— START Provided entries —
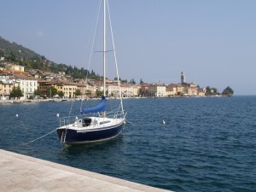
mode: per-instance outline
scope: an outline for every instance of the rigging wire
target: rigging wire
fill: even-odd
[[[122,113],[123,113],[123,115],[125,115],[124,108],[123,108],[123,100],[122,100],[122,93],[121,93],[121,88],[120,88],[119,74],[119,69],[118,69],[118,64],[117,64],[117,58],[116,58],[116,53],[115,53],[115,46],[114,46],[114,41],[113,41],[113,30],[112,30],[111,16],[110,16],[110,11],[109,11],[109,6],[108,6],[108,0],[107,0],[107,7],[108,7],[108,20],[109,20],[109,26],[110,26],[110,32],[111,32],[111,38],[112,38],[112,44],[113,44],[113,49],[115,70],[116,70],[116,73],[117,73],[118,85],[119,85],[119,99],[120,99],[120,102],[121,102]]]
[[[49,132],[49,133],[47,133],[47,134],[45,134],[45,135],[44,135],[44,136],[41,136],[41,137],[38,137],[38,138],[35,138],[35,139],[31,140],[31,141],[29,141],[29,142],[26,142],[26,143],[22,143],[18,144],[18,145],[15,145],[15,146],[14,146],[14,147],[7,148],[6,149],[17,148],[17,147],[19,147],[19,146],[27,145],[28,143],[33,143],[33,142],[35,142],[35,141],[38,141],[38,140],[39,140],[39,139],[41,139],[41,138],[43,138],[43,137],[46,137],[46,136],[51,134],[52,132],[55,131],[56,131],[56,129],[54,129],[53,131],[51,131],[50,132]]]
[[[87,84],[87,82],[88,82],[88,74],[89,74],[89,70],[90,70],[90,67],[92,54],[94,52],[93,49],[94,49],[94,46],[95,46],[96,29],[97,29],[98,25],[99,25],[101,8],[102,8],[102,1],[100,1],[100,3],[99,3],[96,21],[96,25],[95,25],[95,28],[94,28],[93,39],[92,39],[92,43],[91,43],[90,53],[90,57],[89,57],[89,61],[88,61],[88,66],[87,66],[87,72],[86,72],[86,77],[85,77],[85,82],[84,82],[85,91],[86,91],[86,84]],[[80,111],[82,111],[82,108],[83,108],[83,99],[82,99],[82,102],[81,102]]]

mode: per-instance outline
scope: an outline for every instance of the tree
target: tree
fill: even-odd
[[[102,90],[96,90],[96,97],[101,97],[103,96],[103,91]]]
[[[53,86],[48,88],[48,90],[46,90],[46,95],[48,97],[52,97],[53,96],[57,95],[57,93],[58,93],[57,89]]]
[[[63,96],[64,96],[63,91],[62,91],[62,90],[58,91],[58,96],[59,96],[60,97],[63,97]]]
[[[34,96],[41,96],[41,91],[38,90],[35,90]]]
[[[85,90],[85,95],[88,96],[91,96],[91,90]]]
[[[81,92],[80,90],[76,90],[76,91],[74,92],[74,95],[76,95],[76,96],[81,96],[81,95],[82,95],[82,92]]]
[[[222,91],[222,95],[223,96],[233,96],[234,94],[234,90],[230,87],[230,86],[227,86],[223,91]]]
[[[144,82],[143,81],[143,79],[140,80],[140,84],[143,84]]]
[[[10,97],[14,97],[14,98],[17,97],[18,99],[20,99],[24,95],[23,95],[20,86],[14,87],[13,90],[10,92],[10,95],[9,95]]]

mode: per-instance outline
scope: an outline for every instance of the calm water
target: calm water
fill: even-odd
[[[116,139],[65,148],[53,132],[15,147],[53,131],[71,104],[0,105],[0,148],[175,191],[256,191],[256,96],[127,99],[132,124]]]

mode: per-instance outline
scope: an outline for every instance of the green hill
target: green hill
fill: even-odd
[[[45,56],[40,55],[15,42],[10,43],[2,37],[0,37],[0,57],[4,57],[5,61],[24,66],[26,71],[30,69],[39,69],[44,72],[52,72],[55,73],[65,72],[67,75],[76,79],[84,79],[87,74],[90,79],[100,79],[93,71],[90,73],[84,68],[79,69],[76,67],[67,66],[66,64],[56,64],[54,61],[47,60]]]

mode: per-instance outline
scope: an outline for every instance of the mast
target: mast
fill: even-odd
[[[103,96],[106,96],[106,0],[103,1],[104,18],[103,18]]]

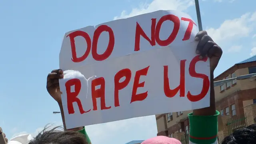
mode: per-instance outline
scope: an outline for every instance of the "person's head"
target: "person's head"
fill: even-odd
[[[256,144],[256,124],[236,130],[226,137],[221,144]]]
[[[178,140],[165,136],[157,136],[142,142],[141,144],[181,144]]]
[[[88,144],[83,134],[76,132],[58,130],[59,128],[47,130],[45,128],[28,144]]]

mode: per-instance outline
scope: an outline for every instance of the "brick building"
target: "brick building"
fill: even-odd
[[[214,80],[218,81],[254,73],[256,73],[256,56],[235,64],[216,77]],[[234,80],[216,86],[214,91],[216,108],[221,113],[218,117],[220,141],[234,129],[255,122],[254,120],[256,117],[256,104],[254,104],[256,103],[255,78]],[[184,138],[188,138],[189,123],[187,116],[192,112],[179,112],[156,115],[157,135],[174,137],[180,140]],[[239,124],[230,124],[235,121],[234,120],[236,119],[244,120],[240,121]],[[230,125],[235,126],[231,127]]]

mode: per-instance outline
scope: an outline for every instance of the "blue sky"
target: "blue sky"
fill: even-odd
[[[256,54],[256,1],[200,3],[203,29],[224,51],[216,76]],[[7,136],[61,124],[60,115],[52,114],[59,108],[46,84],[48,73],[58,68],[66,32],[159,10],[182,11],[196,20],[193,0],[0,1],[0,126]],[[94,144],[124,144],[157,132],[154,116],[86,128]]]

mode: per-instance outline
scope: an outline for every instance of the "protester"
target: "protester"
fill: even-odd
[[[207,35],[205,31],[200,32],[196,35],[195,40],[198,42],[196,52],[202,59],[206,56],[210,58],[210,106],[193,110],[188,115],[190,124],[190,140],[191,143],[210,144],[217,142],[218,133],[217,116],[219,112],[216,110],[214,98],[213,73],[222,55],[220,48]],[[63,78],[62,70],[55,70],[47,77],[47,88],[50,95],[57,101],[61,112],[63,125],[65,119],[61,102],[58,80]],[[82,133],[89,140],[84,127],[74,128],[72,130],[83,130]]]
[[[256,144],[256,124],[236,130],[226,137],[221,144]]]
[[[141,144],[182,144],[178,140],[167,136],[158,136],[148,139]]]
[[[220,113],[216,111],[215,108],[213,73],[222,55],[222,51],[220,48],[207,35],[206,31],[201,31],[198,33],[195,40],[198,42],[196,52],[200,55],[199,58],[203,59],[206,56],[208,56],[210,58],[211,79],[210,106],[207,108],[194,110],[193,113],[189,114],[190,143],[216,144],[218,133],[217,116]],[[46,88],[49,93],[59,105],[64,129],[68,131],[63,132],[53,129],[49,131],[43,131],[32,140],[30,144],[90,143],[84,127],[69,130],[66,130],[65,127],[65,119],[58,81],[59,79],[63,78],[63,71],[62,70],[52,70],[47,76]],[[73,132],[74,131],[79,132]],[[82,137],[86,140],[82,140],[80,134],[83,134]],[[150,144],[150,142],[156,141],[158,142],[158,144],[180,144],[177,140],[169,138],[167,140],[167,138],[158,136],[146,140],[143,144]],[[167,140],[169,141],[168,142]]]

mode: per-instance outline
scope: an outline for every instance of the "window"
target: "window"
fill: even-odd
— END Provided entries —
Set task. Repeat every record precisely. Any picture among them stays out of the copy.

Output.
mode: per-instance outline
scope: an outline for every instance of the rigging wire
target: rigging wire
fill: even-odd
[[[122,113],[123,113],[123,115],[125,115],[124,108],[123,108],[123,100],[122,100],[122,93],[121,93],[121,88],[120,88],[119,74],[119,69],[118,69],[118,64],[117,64],[117,58],[116,58],[116,53],[115,53],[115,46],[114,46],[114,41],[113,41],[113,30],[112,30],[111,16],[110,16],[110,11],[109,11],[109,6],[108,6],[108,0],[107,0],[107,7],[108,7],[108,20],[109,20],[109,26],[110,26],[110,32],[111,32],[111,38],[112,38],[112,44],[113,44],[113,49],[115,70],[116,70],[116,73],[117,73],[118,85],[119,85],[119,99],[120,99],[120,102],[121,102]]]
[[[49,132],[49,133],[47,133],[47,134],[45,134],[45,135],[44,135],[44,136],[41,136],[41,137],[38,137],[38,138],[35,138],[35,139],[31,140],[31,141],[29,141],[29,142],[26,142],[26,143],[22,143],[18,144],[18,145],[15,145],[15,146],[14,146],[14,147],[7,148],[6,149],[17,148],[17,147],[19,147],[19,146],[27,145],[28,143],[33,143],[33,142],[35,142],[35,141],[38,141],[38,140],[39,140],[39,139],[41,139],[41,138],[43,138],[43,137],[46,137],[46,136],[51,134],[52,132],[55,131],[56,131],[56,129],[54,129],[53,131],[51,131],[50,132]]]
[[[87,84],[87,82],[88,82],[88,74],[89,74],[89,70],[90,70],[90,67],[92,54],[94,52],[93,49],[94,49],[94,46],[95,46],[96,29],[97,29],[98,25],[99,25],[101,8],[102,8],[102,1],[100,1],[100,3],[99,3],[96,21],[96,25],[95,25],[95,28],[94,28],[93,39],[92,39],[92,43],[91,43],[90,53],[90,57],[89,57],[89,61],[88,61],[88,66],[87,66],[87,72],[86,72],[86,77],[85,77],[85,82],[84,82],[85,91],[86,91],[86,84]],[[80,111],[82,111],[82,108],[83,108],[83,99],[82,99],[82,102],[81,102]]]

mode: per-instance outline
scope: an outline for every instance of the tree
target: tree
fill: even-odd
[[[102,90],[96,90],[96,97],[101,97],[103,96],[103,91]]]
[[[53,86],[48,88],[48,90],[46,90],[46,95],[48,97],[52,97],[53,96],[57,95],[57,93],[58,93],[57,89]]]
[[[63,96],[64,96],[63,91],[62,91],[62,90],[58,91],[58,96],[59,96],[60,97],[63,97]]]
[[[34,96],[41,96],[41,91],[38,90],[35,90]]]
[[[85,90],[85,95],[88,96],[91,96],[91,90]]]
[[[81,92],[80,90],[76,90],[76,91],[74,92],[74,95],[76,95],[76,96],[81,96],[81,95],[82,95],[82,92]]]
[[[222,91],[222,95],[223,96],[233,96],[234,94],[234,90],[230,87],[230,86],[227,86],[223,91]]]
[[[144,82],[143,81],[143,79],[140,80],[140,84],[143,84]]]
[[[10,97],[14,97],[14,98],[17,97],[18,99],[20,99],[24,95],[23,95],[20,86],[14,87],[13,90],[10,92],[10,95],[9,95]]]

mode: per-instance outline
scope: an outline for every instance of the calm water
target: calm water
fill: even-odd
[[[116,139],[65,148],[53,132],[15,147],[53,131],[71,104],[0,105],[0,148],[175,191],[256,191],[256,96],[127,99],[132,124]]]

mode: per-instance outline
scope: an outline for every instance of the green hill
target: green hill
fill: even-odd
[[[45,56],[40,55],[15,42],[10,43],[2,37],[0,37],[0,57],[4,57],[5,61],[24,66],[26,71],[30,69],[39,69],[44,72],[52,72],[55,73],[65,72],[67,75],[76,79],[84,79],[87,74],[90,79],[100,79],[93,71],[90,73],[84,68],[79,69],[76,67],[67,66],[66,64],[56,64],[54,61],[47,60]]]

mode: per-instance outline
scope: an outline for every instance of the mast
target: mast
fill: even-odd
[[[103,96],[106,96],[106,0],[103,1],[104,18],[103,18]]]

mode: per-instance outline
scope: an outline for every instance of the "person's head"
target: "person's head"
fill: even-odd
[[[256,144],[256,124],[236,130],[226,137],[221,144]]]
[[[178,140],[165,136],[157,136],[142,142],[141,144],[181,144]]]
[[[88,144],[83,134],[76,132],[58,130],[59,128],[47,130],[45,128],[28,144]]]

mode: per-instance outline
scope: an outline for every instance of the "brick building"
target: "brick building"
fill: even-odd
[[[214,80],[218,81],[254,73],[256,73],[256,56],[235,64],[216,77]],[[234,80],[216,86],[214,91],[216,108],[221,113],[218,117],[220,141],[234,129],[255,122],[254,120],[256,117],[256,104],[254,104],[256,103],[255,78]],[[184,138],[188,138],[189,123],[187,116],[192,112],[179,112],[156,115],[157,135],[174,137],[180,140]],[[239,124],[230,124],[235,121],[234,120],[236,119],[244,120],[240,121]],[[230,125],[235,126],[231,127]]]

mode: per-instance outline
scope: an outline for every instance of the "blue sky"
target: "blue sky"
fill: even-odd
[[[256,54],[256,1],[200,3],[203,29],[224,51],[216,76]],[[7,136],[61,124],[60,115],[52,114],[59,108],[46,84],[48,73],[58,68],[66,32],[159,10],[182,11],[196,20],[193,0],[0,1],[0,126]],[[94,144],[124,144],[157,132],[154,116],[86,128]]]

mode: per-instance outline
scope: an outline for every instance of the "protester"
target: "protester"
fill: even-odd
[[[207,35],[205,31],[200,32],[196,35],[195,40],[198,42],[196,52],[202,59],[206,56],[210,58],[210,106],[193,110],[188,115],[190,124],[190,140],[191,143],[210,144],[217,142],[218,133],[217,116],[219,112],[216,110],[214,98],[213,73],[222,55],[220,48]],[[63,78],[62,70],[55,70],[47,77],[47,88],[50,95],[57,101],[61,112],[63,125],[65,119],[61,102],[58,80]],[[82,133],[89,140],[84,127],[74,128],[72,130],[83,130]]]
[[[256,144],[256,124],[236,130],[226,137],[221,144]]]
[[[141,144],[182,144],[178,140],[167,136],[158,136],[148,139]]]
[[[220,113],[216,111],[215,108],[213,73],[222,55],[222,51],[220,48],[207,35],[206,31],[201,31],[198,33],[195,40],[198,42],[196,52],[200,55],[199,58],[203,59],[206,56],[208,56],[210,58],[211,79],[210,106],[207,108],[194,110],[193,113],[189,114],[190,143],[216,144],[218,133],[217,116]],[[46,88],[49,93],[59,105],[64,129],[68,131],[63,132],[53,129],[49,131],[43,131],[32,140],[30,144],[90,143],[84,127],[69,130],[66,130],[65,127],[65,119],[58,81],[59,79],[63,78],[63,71],[62,70],[52,70],[47,76]],[[73,132],[74,131],[79,132]],[[82,137],[86,140],[82,140],[80,134],[83,134]],[[150,144],[150,142],[156,141],[158,142],[158,144],[180,144],[177,140],[169,138],[167,140],[167,138],[158,136],[146,140],[143,144]],[[167,140],[169,141],[168,142]]]

mode: per-instance outline
scope: an outline for every instance of the "window"
target: "window"
fill: even-odd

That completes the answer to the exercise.